Aim of the exercise
Extend the Wintersun album review below, continuing directly from its final sentence.

Selected excerpt

Orchestral bombast follows, with massed choruses and the whole ten yards. You want epic? Yeah. Here it is. In the latter part of the song, Kai does some deviously complex stuff with splitting up the beat and super-controlled double kick work. He plays both the easiest and most difficult of his material in this song, and has moments where he probably has to almost try hard. Almost.
The song fades away into the sound of the sea, and we’ve found ourselves at the half-way point in the record. Nominally, spring and summer are still pretty chilly. Because the band is named Wintersun. These dudes are from Finland. What do they know about warm weather?
Track three is entitled “Eternal Darkness” or “Autumn”. It’s the darkest and most evil song Wintersun have ever put out. I hear a good measure of Emperor in the early parts of this track. A super-distorted guitar and all kinds of evil, atmospheric stuff is going on here. They let Kai actually blastbeat on the drums for a solid stretch, and Jari’s voice is at its most aggressive.
Little by little, more typical Wintersun elements creep in atop the blastbeat, but dilute the menace of the track only just a tidbit. The blast turns to a more complex and gallop-influenced beat, with the orchestral backing tracks swirling behind it all and adding all manner of weird flourishes.

(Some material)
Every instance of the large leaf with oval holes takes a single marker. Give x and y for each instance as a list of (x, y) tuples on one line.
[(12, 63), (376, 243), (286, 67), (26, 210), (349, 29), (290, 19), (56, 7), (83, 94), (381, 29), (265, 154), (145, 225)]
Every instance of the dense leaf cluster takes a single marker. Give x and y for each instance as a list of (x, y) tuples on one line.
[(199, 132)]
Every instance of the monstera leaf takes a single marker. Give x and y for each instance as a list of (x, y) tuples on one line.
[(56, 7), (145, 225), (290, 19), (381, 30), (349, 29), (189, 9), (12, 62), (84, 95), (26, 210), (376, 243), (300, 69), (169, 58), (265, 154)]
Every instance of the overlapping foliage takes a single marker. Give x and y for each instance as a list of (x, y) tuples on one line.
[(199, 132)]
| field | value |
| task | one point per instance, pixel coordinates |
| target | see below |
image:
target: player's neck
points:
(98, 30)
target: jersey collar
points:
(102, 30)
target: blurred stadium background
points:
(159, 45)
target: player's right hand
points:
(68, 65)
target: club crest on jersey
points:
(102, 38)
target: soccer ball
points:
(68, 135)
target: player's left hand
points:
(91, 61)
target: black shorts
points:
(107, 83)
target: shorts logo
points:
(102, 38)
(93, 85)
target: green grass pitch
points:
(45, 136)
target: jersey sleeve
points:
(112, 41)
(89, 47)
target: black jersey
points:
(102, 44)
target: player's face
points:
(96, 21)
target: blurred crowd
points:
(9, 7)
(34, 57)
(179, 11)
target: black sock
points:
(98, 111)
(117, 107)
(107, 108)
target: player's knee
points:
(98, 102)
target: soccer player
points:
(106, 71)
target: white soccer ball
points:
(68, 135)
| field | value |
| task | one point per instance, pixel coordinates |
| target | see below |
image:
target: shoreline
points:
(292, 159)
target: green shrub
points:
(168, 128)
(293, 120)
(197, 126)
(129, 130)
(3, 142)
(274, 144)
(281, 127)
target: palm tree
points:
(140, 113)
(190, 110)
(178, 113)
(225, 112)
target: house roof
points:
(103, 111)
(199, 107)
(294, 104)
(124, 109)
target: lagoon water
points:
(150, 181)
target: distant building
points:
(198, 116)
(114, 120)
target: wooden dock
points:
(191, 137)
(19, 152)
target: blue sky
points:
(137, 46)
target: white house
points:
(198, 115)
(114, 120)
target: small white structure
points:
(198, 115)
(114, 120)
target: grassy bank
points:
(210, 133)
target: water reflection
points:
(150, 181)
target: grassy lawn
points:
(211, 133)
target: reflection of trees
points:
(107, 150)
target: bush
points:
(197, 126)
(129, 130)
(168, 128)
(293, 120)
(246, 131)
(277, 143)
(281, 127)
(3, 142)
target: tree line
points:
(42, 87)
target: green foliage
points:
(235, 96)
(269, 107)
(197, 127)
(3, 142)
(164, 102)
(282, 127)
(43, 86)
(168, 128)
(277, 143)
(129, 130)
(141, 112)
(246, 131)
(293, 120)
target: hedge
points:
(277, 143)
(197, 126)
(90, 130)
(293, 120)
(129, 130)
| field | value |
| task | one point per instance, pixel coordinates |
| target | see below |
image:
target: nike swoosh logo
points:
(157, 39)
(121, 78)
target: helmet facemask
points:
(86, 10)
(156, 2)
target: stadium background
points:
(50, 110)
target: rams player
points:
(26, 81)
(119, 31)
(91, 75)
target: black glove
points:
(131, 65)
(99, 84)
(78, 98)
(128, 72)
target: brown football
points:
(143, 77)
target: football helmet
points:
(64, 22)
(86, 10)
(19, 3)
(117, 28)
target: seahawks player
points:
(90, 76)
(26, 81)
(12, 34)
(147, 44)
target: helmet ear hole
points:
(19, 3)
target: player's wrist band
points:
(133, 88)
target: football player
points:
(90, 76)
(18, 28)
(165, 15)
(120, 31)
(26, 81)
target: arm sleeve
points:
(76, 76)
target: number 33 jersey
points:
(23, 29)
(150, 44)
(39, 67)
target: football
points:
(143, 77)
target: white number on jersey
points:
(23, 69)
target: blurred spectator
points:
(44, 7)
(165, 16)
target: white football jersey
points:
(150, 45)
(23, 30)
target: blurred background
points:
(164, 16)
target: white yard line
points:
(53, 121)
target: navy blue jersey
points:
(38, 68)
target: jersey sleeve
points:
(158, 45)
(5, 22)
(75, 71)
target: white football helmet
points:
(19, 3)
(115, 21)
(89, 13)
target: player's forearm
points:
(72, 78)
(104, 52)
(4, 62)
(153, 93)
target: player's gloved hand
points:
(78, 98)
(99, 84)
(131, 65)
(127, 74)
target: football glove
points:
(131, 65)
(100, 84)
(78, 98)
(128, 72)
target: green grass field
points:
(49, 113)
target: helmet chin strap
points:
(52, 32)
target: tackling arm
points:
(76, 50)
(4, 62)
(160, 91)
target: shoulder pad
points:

Response
Giving us a bit of a break, an instrumental segment with a bunch of pretty sweet fills by Kai and a neat melody on the guitar ensues. Jari does an almost Shagrath-like vocal inflection here and there, giving an interesting wrinkle between his higher shrieks. More drum badassery by Kai, and some really solid guitar interplay. As this segment develops, it gives us our only real, wide-open guitar solo. It gets over too fast, but it’s something.
Another bridge, this time accomplished with the acoustic guitar and its evil arpeggio, quickly building into symphonic bombast. More Dimmu Borgir sounding stuff goes on, but is drawn inexorably back to the epic nature of the band Wintersun, with the very end of the song almost giving you that perfect fusion of what record one and two were. The whole thing ends abruptly, as if the transmission were cut, and it leaves you with a moment of highly dramtic null.
The final track, “Lonliness” or “Winter”, begins slowly and with a quiet, almost harp-like intro. You’re almost brought to mind the first orchestral theme in the Harry Potter movies. Metal happens, though. Slow and stately in pace, there’s a doom metal feel to the song. Fellow Finns, the band Swallow the Sun, would probably nod at this one and say, “Yeah, that’s cool.”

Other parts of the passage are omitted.